Task instructions = Revise the data from its first line through the line containing "MULTIPOLYGON (((45 58, 68", replacing "outer boundary" with "exterior boundary" and keeping everything else the same. Give back only those lines.

Dataset content =
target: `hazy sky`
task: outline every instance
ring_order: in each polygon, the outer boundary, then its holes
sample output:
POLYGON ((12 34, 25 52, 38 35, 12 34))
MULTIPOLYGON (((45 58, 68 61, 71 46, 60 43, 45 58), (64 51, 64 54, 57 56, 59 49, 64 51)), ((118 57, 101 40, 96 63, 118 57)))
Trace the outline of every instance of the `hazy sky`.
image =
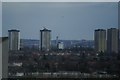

Reply =
target: `hazy sky`
task: outline every instance
ring_order: in each polygon, the exterior boundary, then its holes
sample output:
POLYGON ((12 34, 25 52, 38 35, 12 34))
MULTIPOLYGON (((45 58, 68 61, 71 46, 60 43, 45 58), (64 51, 64 54, 57 56, 59 49, 64 51)), ((118 57, 101 40, 96 63, 118 57)))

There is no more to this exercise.